>> START Data provided
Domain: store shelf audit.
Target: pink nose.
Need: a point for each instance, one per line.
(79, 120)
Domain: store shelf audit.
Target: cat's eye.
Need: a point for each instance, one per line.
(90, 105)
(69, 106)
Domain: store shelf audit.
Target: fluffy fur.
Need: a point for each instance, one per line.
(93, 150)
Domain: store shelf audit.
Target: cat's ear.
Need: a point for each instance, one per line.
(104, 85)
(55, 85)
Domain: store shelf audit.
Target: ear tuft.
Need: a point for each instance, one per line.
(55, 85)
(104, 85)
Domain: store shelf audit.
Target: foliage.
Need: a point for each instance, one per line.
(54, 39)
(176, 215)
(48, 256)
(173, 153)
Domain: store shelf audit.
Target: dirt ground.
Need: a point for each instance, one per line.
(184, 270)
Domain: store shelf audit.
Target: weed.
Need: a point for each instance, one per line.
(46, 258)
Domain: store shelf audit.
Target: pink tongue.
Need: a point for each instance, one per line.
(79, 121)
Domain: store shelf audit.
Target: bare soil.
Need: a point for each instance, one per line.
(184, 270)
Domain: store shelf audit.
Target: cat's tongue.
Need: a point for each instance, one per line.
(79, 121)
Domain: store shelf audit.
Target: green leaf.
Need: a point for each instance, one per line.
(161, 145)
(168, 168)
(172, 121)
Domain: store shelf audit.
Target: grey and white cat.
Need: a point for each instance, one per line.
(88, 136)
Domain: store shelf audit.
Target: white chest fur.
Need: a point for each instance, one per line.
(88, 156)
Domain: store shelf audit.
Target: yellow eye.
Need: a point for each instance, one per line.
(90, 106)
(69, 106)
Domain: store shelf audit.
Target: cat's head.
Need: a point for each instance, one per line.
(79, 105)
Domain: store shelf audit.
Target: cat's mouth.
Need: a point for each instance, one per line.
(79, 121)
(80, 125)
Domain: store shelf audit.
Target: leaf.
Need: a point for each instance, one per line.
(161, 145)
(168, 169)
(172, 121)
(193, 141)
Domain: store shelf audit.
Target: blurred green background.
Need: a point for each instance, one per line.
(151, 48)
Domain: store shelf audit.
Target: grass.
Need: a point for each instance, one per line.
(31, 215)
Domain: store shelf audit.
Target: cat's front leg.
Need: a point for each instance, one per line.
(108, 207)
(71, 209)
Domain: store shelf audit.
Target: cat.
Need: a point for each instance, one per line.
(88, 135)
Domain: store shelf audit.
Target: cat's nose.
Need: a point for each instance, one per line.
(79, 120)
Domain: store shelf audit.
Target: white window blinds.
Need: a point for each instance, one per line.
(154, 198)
>> END Data provided
What is asked:
Print every entry exactly as written.

Exercise output:
Domain: store shelf audit.
Target: pink nose.
Need: a point for each instance, one per line.
(79, 120)
Domain: store shelf audit.
Target: cat's eye.
Need: a point for each instance, one per line.
(90, 105)
(69, 106)
Domain: store shelf audit.
Target: fluffy fur.
Need: a point for each instance, one per line.
(93, 150)
Domain: store shelf audit.
Target: cat's ear.
Need: a point for each instance, one per line.
(104, 85)
(55, 85)
Domain: store shelf audit.
Target: ear tuft.
Need: a point for each instance, one per line.
(55, 85)
(104, 85)
Domain: store shelf audit.
Target: foliage.
Need: a point for each instance, one per line.
(54, 39)
(176, 215)
(48, 256)
(173, 153)
Domain: store shelf audit.
Target: dirt ground.
Need: a point for each instance, one per line.
(184, 270)
Domain: store shelf audit.
Target: weed.
Need: a point for each instance, one per line.
(46, 258)
Domain: store shelf audit.
Target: pink tongue.
Need: a point for each instance, one per line.
(79, 121)
Domain: store shelf audit.
Target: bare soil.
Need: a point for each instance, one per line.
(184, 270)
Domain: store shelf audit.
Target: cat's tongue.
Need: a point for each instance, one per line.
(79, 121)
Domain: store shelf audit.
Target: green leaf.
Need: a point for each instance, one per line.
(161, 145)
(168, 168)
(172, 121)
Domain: store shelf audit.
Target: grey and white cat.
Need: a point for each instance, one per line.
(88, 136)
Domain: store shelf audit.
Target: white chest fur.
Need: a point for each instance, one per line.
(88, 156)
Domain: store shelf audit.
Target: yellow eye.
Need: a point for each instance, one per line.
(90, 106)
(69, 106)
Domain: store shelf audit.
Target: cat's head.
Need: a point for each instance, one per line.
(79, 105)
Domain: store shelf audit.
Target: cat's mouth.
Need: a point for each instance, one per line.
(79, 121)
(80, 125)
Domain: store shelf audit.
Target: leaf.
Need: a point for each instance, one per line.
(161, 145)
(168, 169)
(172, 121)
(193, 141)
Domain: store shelf audit.
Target: blurred green background.
Need: a point for each instance, one per line.
(151, 48)
Domain: store shelf audit.
Target: grass.
Need: a point for each instance, one per line.
(31, 215)
Domain: store shelf audit.
Target: cat's front leg.
Need: a point for each instance, one per line.
(108, 207)
(71, 209)
Domain: store shelf audit.
Target: cat.
Need: a point for each instance, one per line.
(88, 135)
Domain: store shelf audit.
Target: cat's nose.
Need: a point for each instance, one per line.
(79, 120)
Domain: store shelf audit.
Target: white window blinds.
Need: a point for each instance, one per line.
(154, 198)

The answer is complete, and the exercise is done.